All lines from the line containing "[locate] the woman's arm" up to and including the last line of the listing below should be echoed exactly; no other lines belong in the response.

Object point labels
>>
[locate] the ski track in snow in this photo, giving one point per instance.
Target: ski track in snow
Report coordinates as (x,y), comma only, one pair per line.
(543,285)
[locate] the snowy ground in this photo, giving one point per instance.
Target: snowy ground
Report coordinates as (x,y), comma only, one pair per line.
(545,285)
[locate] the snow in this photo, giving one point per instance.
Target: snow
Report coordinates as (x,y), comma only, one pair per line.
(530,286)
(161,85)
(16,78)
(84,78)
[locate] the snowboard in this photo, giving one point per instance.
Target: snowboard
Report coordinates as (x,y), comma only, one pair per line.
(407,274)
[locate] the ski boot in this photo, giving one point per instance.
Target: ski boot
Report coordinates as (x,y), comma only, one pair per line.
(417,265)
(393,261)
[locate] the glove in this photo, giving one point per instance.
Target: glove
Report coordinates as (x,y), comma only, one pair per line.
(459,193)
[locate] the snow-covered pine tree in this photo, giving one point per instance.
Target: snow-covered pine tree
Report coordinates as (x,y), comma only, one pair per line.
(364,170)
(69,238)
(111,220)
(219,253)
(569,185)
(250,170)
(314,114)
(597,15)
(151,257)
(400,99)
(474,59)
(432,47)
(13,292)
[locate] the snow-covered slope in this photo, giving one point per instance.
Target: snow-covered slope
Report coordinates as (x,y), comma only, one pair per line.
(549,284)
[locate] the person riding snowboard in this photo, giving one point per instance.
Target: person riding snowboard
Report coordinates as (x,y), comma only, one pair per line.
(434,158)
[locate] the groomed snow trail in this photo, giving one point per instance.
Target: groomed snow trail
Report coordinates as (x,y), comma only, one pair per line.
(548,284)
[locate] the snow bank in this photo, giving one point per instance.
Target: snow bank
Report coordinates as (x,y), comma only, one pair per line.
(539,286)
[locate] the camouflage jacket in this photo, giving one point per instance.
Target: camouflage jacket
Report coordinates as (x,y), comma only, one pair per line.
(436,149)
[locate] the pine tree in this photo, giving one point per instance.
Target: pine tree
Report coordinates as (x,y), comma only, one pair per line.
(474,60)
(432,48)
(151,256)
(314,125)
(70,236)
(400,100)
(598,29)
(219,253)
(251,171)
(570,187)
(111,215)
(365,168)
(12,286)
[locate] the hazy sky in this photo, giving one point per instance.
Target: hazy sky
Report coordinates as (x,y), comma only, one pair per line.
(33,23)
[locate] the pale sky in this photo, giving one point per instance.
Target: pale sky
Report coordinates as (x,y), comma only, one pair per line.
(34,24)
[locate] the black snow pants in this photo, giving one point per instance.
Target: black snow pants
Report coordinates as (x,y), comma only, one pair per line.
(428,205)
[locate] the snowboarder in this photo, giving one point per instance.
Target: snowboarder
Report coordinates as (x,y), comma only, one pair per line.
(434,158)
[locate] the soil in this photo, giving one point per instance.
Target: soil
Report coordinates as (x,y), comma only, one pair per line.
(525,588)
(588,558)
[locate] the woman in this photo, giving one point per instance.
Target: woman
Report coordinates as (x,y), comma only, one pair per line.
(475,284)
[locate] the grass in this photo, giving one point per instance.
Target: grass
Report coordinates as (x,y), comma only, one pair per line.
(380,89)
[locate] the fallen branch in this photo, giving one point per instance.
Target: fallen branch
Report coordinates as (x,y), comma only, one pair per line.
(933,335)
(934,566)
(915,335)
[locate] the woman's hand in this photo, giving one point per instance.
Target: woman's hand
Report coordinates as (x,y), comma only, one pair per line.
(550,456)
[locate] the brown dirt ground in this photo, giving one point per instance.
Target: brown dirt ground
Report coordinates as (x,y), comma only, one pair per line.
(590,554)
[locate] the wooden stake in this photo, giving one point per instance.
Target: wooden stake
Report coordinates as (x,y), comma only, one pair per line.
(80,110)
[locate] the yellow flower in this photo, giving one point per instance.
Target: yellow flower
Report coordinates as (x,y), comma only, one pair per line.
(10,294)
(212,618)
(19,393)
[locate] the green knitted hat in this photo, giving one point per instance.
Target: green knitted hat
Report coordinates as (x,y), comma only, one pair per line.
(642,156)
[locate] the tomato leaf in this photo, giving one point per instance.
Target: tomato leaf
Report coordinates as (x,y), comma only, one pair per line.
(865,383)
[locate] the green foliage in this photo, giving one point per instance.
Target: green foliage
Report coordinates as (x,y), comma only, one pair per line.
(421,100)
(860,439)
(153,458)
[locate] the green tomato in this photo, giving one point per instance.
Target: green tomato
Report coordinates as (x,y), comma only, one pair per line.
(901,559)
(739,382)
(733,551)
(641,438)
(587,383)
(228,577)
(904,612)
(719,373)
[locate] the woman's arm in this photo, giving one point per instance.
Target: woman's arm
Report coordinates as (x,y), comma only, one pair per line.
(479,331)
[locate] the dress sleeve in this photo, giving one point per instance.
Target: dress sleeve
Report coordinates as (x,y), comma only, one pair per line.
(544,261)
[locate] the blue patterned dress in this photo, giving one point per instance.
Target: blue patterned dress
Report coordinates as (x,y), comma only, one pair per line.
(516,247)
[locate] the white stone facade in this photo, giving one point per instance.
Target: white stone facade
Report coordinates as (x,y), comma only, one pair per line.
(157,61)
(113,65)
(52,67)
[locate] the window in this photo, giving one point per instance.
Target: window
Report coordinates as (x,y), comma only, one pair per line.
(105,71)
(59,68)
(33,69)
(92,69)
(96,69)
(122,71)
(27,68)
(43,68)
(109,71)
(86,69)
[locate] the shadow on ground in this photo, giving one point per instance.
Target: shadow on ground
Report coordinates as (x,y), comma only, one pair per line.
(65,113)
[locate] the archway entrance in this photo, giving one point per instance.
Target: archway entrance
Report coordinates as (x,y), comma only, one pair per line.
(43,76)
<<
> _Output for this exercise_:
[locate] the woman's arm in this photo, giving one point per instance.
Target: woman's arm
Report coordinates as (x,y), comma only, one pair per line.
(479,331)
[locate] the dress sleeve in this photo, giving one point per instance.
Target: dress sleeve
Report coordinates as (x,y), comma only, one pair per line.
(544,261)
[locate] the blue patterned dress in this photo, giving one point per instance.
Target: blue patterned dress
Report coordinates as (x,y), comma only, one pair per line.
(516,247)
[locate] the white stone facade in this photo, giving one point per instance.
Target: white stone facade
Report coordinates as (x,y), comma only, one pair per line.
(157,61)
(113,65)
(52,67)
[locate] the window in this photo, giving one point per instance.
Target: window
Report coordinates as (x,y), comma only, one pair per line.
(105,71)
(59,68)
(33,69)
(92,69)
(96,69)
(122,71)
(27,68)
(43,68)
(109,71)
(86,69)
[locate] the shadow on ground in this photo, giving one point per instance.
Target: shadow on ground
Report coordinates as (x,y), comma only, one pair per line.
(65,113)
[locate] the archway entrance in this photo, giving one point per instance.
Target: archway entrance
Report coordinates as (x,y), comma only, one pair per line.
(43,76)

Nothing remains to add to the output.